Task:
Reproduce the following listing verbatim, line for line, from the first entry to the last, without any alteration.

-- START OF Supplied material --

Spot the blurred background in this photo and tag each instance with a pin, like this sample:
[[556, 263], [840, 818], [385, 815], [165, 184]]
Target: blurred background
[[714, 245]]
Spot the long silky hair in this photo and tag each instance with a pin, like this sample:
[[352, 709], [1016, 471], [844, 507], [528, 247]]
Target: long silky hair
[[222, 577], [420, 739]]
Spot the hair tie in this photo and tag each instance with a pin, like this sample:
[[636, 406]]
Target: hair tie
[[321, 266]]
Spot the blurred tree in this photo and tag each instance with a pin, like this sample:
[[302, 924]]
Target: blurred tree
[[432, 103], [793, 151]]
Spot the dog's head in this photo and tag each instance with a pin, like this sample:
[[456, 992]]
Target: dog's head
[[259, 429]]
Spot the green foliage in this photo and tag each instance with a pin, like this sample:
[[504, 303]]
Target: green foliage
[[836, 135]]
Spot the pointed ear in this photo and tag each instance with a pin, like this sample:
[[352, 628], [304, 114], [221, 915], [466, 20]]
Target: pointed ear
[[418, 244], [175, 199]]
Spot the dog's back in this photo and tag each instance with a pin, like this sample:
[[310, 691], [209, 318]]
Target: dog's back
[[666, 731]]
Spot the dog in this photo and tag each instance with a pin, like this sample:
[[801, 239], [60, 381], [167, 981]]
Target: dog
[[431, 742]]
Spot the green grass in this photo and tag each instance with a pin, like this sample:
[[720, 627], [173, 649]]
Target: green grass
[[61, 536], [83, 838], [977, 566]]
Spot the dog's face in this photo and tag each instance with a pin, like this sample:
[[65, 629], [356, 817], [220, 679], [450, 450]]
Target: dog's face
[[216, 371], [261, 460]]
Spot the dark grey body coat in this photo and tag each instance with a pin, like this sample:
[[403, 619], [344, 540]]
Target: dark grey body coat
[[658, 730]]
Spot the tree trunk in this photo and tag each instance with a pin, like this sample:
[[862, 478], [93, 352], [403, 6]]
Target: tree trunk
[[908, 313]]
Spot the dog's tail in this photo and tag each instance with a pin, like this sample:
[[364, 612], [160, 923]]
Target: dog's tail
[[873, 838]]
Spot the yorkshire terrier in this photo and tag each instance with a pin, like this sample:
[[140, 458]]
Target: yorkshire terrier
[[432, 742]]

-- END OF Supplied material --

Answer for the task:
Spot the blurred background in this photo and tag each instance with a pin, like this sample:
[[556, 263], [840, 818], [385, 815], [165, 184]]
Target: blurred background
[[714, 245]]
Spot the long silky hair in this photo and tag each instance with a pin, like this sample:
[[352, 709], [1016, 471], [844, 507], [528, 247]]
Target: long silky hair
[[222, 577], [420, 739]]
Spot the hair tie in this photo and tag each instance with a pin, like this sample:
[[636, 406]]
Target: hair tie
[[321, 266]]
Spot the blurred tree in this photo and tag each instance with a pin, like this sample:
[[302, 924]]
Target: blurred tree
[[432, 103], [793, 151]]
Spot the dog's head in this photo and tag each instance with a pin, like this sample:
[[456, 992]]
Target: dog's head
[[259, 429]]
Spot the green foliage in this photo and tag each instance with a pin, like this sample:
[[504, 303]]
Target: green foliage
[[836, 135]]
Spot the pointed ear in this photo and tag each instance with a pin, like this sample:
[[352, 628], [304, 114], [221, 915], [466, 20]]
Target: pointed ear
[[418, 244], [175, 199]]
Spot the dog's back in this photo and tag each instance with a pin, like this sample:
[[310, 691], [209, 318]]
Target: dog's back
[[666, 731]]
Spot the dog in this photo and tag each instance with a pin, like this sample:
[[801, 239], [60, 381], [167, 981]]
Target: dog
[[431, 742]]
Spot the green grass in this photo and tag each instance with a pin, like this sample:
[[720, 627], [173, 649]]
Target: green grass
[[61, 536], [83, 838], [977, 566]]
Spot the dog's face in this photo and tag each instance with a pin, like this sample:
[[65, 629], [356, 817], [220, 679], [450, 450]]
Target: dog's face
[[216, 371], [261, 460]]
Spot the dark grey body coat in this photo and tag each instance with a pin, like this sample:
[[403, 619], [344, 540]]
Target: dark grey body coat
[[658, 730]]
Spot the tree trunk in this photo and tag each instance with a pin, like this sample:
[[862, 478], [93, 352], [403, 6]]
Target: tree trunk
[[908, 313]]
Spot the dog's tail in this photo and tag each instance with a pin, like this sample:
[[364, 612], [160, 923]]
Target: dog's tail
[[873, 838]]
Spot the yorkshire terrier in this photo and tag each instance with a pin, like this sample:
[[140, 458]]
Target: yorkshire terrier
[[432, 742]]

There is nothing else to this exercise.